§ **Exercise aim**
Condense the paragraph that begins "Now 58, Sauve works" in the article on prisoner voting rights below, keeping its main facts.

§ **Document**
______
Why the current plan to take the right to vote away from prisoners is a terrible idea

by Gordon Campbell




Rick Sauve was a high school dropout. Back in the day, one of his teachers told him he was stupid, that he’d never finish high school and might as well quit – so he took the comments to heart, and left. Eventually, he became a young prospect for the Satan’s Choice biker gang in Port Hope, Ontario. One night in 1978 a drunk and threatening armed member of a rival bike gang got shot in a local bar – and Sauve and five other members of Satan’s Choice in the bar at the time got convicted of murder in a still-controversial trial, and were sent to prison for life.

That’s not what Sauve is known for in Canada, though. In 2002, after 18 years of campaigning (much of it done from behind bars) Sauve won a landmark victory. It took him two separate trips to the Supreme Court to do it, but he and his lawyer Chip O’Connor won the right for prisoners in Canada to vote.

Now 58, Sauve works these days for Lifeline, an innovative programme launched by the Canadian corrections system that enables lifers on parole to go back into prison to offer counseling and parole assistance to prisoners and warders alike. More than anything, Lifeline provides a personal and positive example to inmates currently serving life sentences, that there is hope for a life beyond prison.

Why did winning the right to vote matter so much to him? “Well,” he begins, “when I was sent to prison I was a father, still. I had a daughter. I was married. I had a family. I had always exercised my right to vote. So, even though I was sent to prison it didn’t stop me from having an interest in my community, and in the fact that I had a family in the community. I had a sister who was in the Air Force, so I cared about how our foreign policy affected her. My brothers and sisters with their kids – and with my own daughter going to school – meant that the education system still applied. So, even though I was in prison, it didn’t mean that I wasn’t still a part of my community. “

Obviously though, most bikers who get sent to prison for life on a murder count don’t end up bringing about constitutional change in their country. One key factor that made it possible for him was the passing of the Canadian Charter of Rights in 1982. Unlike our own flimsy Bill of Rights, the Canadian document is embedded, constitutionally – it sets out what are virtually inalienable rights. “ So, when the Charter came in I saw in section three that every citizen had the right to vote. I was still a citizen of Canada, and it was something I’d always exercised in the past. Since I hadn’t been stripped of my citizenship, it was enshrined in the Constitution that it was a right. So that’s when I got a hold of Chip O’Connor, and said I’d like to challenge this.”
______
§ **Records**

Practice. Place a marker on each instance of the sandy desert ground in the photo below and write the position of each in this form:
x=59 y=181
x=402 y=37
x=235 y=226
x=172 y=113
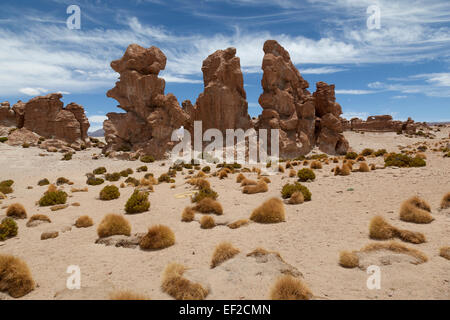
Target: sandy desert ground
______
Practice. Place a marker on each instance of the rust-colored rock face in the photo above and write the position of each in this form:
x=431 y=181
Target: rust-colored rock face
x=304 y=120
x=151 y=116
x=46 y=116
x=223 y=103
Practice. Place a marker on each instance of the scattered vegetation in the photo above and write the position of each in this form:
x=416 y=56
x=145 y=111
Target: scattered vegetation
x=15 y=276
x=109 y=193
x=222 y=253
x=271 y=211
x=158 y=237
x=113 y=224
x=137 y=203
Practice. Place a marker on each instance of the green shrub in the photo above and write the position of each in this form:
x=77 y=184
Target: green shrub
______
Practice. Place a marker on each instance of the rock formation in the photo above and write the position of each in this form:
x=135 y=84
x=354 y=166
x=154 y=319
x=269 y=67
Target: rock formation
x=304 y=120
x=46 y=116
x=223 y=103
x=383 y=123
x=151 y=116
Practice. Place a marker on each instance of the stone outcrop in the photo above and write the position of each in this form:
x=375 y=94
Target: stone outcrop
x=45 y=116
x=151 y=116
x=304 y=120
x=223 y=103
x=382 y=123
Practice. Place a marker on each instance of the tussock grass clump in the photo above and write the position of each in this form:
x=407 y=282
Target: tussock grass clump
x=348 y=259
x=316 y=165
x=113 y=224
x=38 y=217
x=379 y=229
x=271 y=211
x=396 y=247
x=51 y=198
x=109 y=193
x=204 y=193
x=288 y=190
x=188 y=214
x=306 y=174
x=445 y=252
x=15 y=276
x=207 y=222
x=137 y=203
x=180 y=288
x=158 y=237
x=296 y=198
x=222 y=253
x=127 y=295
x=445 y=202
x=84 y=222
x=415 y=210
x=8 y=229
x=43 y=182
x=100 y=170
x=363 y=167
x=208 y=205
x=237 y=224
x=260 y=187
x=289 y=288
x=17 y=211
______
§ **Result**
Sauve, now 58, works for Lifeline, a Canadian corrections program in which paroled lifers go back into prison to give counseling and parole assistance to prisoners and warders. Above all, it shows inmates serving life sentences that a life beyond prison is possible.